* [Work instructions] All that is needed is the listing, transcribed exactly and in full.

* [Material supplied]
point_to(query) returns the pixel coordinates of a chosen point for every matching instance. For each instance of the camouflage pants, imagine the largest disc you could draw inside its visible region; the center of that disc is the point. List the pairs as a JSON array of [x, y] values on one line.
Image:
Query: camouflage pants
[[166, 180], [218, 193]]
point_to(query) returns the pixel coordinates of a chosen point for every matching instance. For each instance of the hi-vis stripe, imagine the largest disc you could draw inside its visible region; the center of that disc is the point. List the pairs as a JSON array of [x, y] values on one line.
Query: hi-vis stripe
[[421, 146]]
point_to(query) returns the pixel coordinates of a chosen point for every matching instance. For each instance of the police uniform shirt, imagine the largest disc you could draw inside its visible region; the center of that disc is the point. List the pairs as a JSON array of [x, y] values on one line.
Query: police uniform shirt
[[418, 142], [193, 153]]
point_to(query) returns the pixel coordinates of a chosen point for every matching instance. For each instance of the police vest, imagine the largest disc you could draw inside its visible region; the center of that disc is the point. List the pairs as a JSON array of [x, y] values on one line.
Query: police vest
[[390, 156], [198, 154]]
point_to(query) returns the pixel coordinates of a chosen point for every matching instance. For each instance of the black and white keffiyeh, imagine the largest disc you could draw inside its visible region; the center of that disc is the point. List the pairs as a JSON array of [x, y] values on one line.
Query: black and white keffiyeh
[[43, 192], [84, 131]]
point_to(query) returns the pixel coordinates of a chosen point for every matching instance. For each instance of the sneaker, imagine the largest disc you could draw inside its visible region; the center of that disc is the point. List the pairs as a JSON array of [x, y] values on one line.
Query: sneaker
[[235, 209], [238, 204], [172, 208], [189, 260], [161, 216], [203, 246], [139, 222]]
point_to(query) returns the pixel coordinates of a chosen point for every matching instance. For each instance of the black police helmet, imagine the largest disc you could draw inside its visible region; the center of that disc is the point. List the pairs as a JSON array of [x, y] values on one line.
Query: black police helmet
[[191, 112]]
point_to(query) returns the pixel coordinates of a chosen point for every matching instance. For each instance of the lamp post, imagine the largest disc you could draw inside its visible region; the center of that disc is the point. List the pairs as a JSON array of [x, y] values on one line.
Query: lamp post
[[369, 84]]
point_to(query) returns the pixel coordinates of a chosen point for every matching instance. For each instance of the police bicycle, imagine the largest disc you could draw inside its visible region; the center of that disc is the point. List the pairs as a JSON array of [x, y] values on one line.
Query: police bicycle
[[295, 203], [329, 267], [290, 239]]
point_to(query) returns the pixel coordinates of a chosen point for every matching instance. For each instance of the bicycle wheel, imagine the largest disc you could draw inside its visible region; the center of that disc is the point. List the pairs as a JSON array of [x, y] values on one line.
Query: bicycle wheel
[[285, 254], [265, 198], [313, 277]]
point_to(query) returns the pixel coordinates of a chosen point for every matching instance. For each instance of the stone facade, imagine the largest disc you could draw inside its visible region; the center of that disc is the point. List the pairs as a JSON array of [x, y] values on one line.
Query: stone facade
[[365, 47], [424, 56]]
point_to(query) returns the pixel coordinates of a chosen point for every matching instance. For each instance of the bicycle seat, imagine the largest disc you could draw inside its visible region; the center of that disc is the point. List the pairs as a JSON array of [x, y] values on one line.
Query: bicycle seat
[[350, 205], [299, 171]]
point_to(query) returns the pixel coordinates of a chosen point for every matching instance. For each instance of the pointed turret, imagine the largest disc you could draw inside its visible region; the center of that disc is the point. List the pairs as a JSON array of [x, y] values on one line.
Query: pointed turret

* [Response to the task]
point_to(query) returns the pixel coordinates of a chosen point for every matching instance. For each instance of the camouflage pants, imagine the largest disc you could draw inside its visible region; the center of that disc is the point. List the pairs as a JSON array of [x, y] values on one line.
Image:
Query: camouflage pants
[[166, 180], [218, 193]]
point_to(query) returns the pixel coordinates of a chosen point for every matching instance. For each instance of the hi-vis stripe, imagine the largest disc you could draw inside its visible region; the center of that disc is the point. List the pairs as a JSON array of [x, y] values on one line.
Query: hi-vis stripe
[[421, 146]]
point_to(query) returns the pixel coordinates of a chosen point for every matching instance. For each instance of the police uniform shirt, imagine the largest disc you could draw inside its visible region; the center of that disc is the point. List the pairs as a JSON array of [x, y] values on one line.
Query: police uniform shirt
[[418, 142], [193, 153]]
point_to(query) returns the pixel coordinates of a chosen point for every matching instance. For each instance of the police vest, imagine the largest disc you could draw inside its visible region; the center of that disc is the point. List the pairs as a JSON array of [x, y] values on one line.
Query: police vest
[[390, 156], [198, 154]]
point_to(query) returns the pixel coordinates of a chosen point for every matching instance. For each instance of the black and white keffiyeh, imagine the largest disc you could draw inside its visible region; the center of that disc is the point. List the pairs as a JSON array of [x, y] values on one line.
Query: black and white keffiyeh
[[43, 192], [84, 131]]
point_to(query) returns the pixel coordinates of a chosen point for every matching instance. For each instance of the sneaker, imagine the largest disc you could draw inside its visible region; the center of that disc is the point. List the pairs as a JSON array of [x, y] values on one line.
Query: sneaker
[[235, 209], [238, 204], [172, 208], [189, 260], [161, 216], [203, 246], [139, 222]]
point_to(query) returns the pixel coordinates of a chosen point for every matching instance. For each instance of the black police helmet, imagine the largest disc you could draw inside its visible region; the center of that disc is the point. List the pairs as a JSON array of [x, y] values on one line.
Query: black police helmet
[[191, 112]]
point_to(query) returns the pixel coordinates of a chosen point for every matching instance. For each instance of the lamp post, imagine the largest disc you could draw inside its visible region; the center of that disc is the point. List the pairs as a JSON array of [x, y] values on one line.
Query: lamp post
[[369, 84]]
point_to(query) returns the pixel coordinates of a chosen point for every matching instance. For each instance of the police bicycle, imagine the largest disc you could draw inside its visible region; the center of that disc is the point. List the pairs as a JSON array of [x, y] values on one line.
Query: police bicycle
[[295, 203], [329, 267], [290, 239]]
point_to(query) returns the pixel coordinates of a chosen point for every matching instance. For each instance of the bicycle wheel, imagine the largest disc you could draw inside its visible region; the center of that disc is the point. List the pairs as a JSON array of [x, y] values on one line.
Query: bicycle wheel
[[285, 254], [265, 198], [313, 277]]
point_to(query) returns the pixel coordinates of a chosen point for every matching instance. For each instance of the stone facade, imagine the largest disc you could draw inside its visible region; the center of that disc is the point. List the pairs as a JSON array of [x, y] values on one line.
Query: stone facade
[[365, 47], [424, 56]]
point_to(query) returns the pixel coordinates of a chosen point for every matching instance. For each instance of the bicycle seat, imagine the largest disc you could draw inside its visible region; the center of that disc is the point. List the pairs as a JSON array of [x, y] values on one line.
Query: bicycle seat
[[350, 205], [299, 171]]
point_to(query) returns the pixel coordinates of a chosen point for every matching instance. For each instance of the pointed turret, imagine the largest disc you could draw inside its visible region; the center of that disc is the point. List the pairs as a JSON array of [x, y] values on one line.
Query: pointed turret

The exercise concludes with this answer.